Task instructions
Reproduce every one of the lines below word for word, leaving the pictures out of your answer.

Records for the task
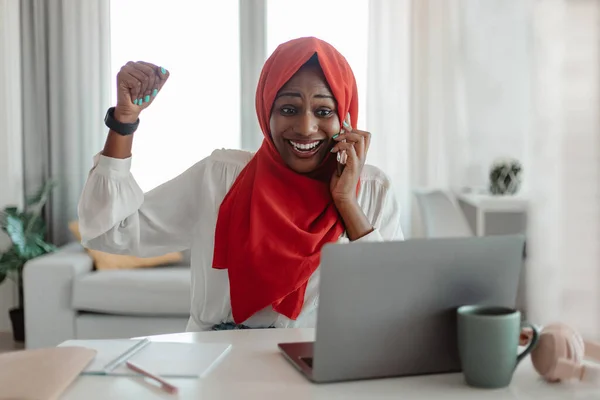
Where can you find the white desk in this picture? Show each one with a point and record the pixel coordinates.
(494, 215)
(254, 369)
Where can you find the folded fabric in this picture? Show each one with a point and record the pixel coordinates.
(105, 261)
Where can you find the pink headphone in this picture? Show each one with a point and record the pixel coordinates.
(560, 352)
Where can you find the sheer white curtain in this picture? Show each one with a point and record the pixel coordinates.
(65, 89)
(564, 163)
(198, 110)
(11, 161)
(415, 96)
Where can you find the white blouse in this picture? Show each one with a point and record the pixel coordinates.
(116, 216)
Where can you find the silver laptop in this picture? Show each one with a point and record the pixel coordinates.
(388, 309)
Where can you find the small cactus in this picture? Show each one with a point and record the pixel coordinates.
(505, 177)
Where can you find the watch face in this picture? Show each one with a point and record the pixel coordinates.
(119, 127)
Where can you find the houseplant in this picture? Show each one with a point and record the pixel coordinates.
(505, 177)
(27, 232)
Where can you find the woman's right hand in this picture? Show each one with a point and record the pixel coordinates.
(138, 84)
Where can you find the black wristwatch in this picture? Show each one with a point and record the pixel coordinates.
(119, 127)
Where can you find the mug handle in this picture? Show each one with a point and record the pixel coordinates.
(532, 342)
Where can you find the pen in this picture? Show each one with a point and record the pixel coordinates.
(125, 356)
(166, 386)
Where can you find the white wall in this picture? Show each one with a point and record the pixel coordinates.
(496, 58)
(11, 169)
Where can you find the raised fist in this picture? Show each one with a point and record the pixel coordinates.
(138, 83)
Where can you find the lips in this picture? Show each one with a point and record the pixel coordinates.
(305, 148)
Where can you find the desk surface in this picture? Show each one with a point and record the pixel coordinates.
(487, 202)
(254, 369)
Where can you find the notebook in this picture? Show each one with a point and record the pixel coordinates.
(176, 360)
(41, 373)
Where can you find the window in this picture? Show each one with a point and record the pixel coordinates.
(198, 42)
(342, 23)
(198, 109)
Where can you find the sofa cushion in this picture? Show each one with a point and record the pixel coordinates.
(155, 291)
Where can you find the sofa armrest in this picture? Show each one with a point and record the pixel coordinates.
(48, 287)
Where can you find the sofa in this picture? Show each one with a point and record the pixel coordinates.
(66, 298)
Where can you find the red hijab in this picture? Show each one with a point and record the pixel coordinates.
(273, 221)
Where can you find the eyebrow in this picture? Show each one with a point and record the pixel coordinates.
(296, 94)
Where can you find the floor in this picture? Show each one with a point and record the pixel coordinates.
(8, 344)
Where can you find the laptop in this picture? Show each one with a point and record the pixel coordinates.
(387, 309)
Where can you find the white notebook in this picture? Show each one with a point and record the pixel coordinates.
(181, 360)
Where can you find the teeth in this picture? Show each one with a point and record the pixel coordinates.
(305, 147)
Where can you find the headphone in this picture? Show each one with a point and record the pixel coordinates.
(560, 352)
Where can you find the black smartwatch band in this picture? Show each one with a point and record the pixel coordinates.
(119, 127)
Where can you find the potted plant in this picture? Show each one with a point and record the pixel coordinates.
(505, 177)
(27, 232)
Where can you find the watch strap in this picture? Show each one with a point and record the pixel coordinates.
(119, 127)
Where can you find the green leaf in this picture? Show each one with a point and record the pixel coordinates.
(38, 200)
(26, 242)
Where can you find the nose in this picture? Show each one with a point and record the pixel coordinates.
(307, 124)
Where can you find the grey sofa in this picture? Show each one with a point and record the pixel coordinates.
(65, 298)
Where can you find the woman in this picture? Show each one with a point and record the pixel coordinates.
(255, 223)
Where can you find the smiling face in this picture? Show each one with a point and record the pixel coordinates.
(303, 120)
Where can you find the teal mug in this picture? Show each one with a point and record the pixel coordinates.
(488, 340)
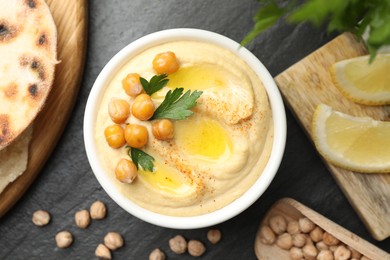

Task result
Where can you find the white desk in this picture? Show each one with a point and record the pixel coordinates.
(494, 215)
(254, 369)
Where can you find the folded fabric in this picture? Show each one with a point and record the pixel coordinates.
(105, 261)
Where can you find the pink headphone in this picture? Show each one with a point and record the pixel coordinates.
(560, 352)
Where can you find the sheer white curtain in this picture? Show each one with a point and record the pixel coordinates.
(65, 89)
(564, 163)
(198, 110)
(11, 161)
(415, 96)
Where can you find the white blouse in this picture? Show each one with a point and record the pixel coordinates.
(116, 216)
Where can you find the silver laptop in this picture? Show each one with a point and record the pixel coordinates.
(388, 309)
Where can you find the small cactus in this picture? Show each one with a point and record the pixel coordinates.
(505, 177)
Where can you find the watch face in this picture? Show each one with a point and record the pixel coordinates.
(119, 127)
Where can you find the houseplant in this picture? Show each one with a point and record the pixel coordinates.
(505, 177)
(27, 232)
Where can you find the woman's right hand in this picture? Show each one with a point and record the pixel coordinates.
(138, 84)
Where can you find the black wristwatch in this picture? Show each one with a point and record the pixel coordinates.
(119, 127)
Where can you find the mug handle in this picture? Show each one with a point and record the pixel coordinates.
(532, 342)
Where can you find the pen in this picture? Show each one with a point and record the pixel coordinates.
(125, 356)
(166, 386)
Where can you find the white wall in this picture? Show each one with a point and record the pixel coordinates.
(496, 58)
(11, 169)
Where can you find the raised fist in this picture? Show each one with a point and record the pixel coordinates.
(138, 83)
Where can you find the lips in this picture? Show each one with a point and record the pixel coordinates.
(305, 148)
Where can you find the desk surface in this picture? Show each one with a point and record the pixel coordinates.
(487, 202)
(254, 369)
Where can you find the notebook in this picture? Show each one with a point and record the pixel coordinates.
(176, 360)
(41, 373)
Where can you find the window in this picture? Show each one with a point and record the pixel coordinates.
(198, 42)
(342, 23)
(198, 109)
Where can you find the sofa cushion in this picture? Show each one with a point and record the pixel coordinates.
(155, 291)
Where can you find the sofa armrest in this picture? Show each one with a point and record the pixel coordinates.
(48, 287)
Where can you find the sofa in this picture? Show each one with a point and record the pixel coordinates.
(66, 298)
Where can you find the red hijab in this picture? Show each one with a point and record the pixel coordinates.
(273, 221)
Where can you find the eyebrow in this picture? Show each one with a point and record the pixel coordinates.
(296, 94)
Where can you find the floor in this picture? Show each one with a point and record the pixel coordinates.
(8, 344)
Where can you find the laptop in this picture? Show each one with a point and record the pixel coordinates.
(387, 309)
Where can you find the white notebook in this picture? Show each one with a point and record the pixel coordinates.
(181, 360)
Where can you find the teeth in this picture? Show each one with a point and record the pixel coordinates.
(305, 147)
Where can you find the headphone in this picture? Show each one with a point and record the pixel coordinates.
(560, 352)
Where can you find the black smartwatch band in this picture? Show each one with a point and record the pixel coordinates.
(119, 127)
Where can you find the potted plant in this picture? Show each one with a point and record the pixel coordinates.
(505, 177)
(27, 232)
Where can you find the watch strap in this picture? Show each one with a point and record the pixel coordinates.
(119, 127)
Where can you find the green leaf in this picture? Show each one with a point and record the pixel coordinates.
(38, 200)
(26, 242)
Where can you find the nose in this picture? Show each one with a point and record the pixel coordinates.
(307, 124)
Where can you find the grey sofa in this picture? Show each one with a point and record the pixel coordinates.
(65, 298)
Where can you find the woman in this picture? Show each one with a point and record the pixel coordinates.
(255, 223)
Where can you find the smiling face in this picture? Show each one with a point and record the pixel coordinates.
(303, 120)
Where can you find the teal mug in this picture? Show each one with a point and record the pixel coordinates.
(488, 340)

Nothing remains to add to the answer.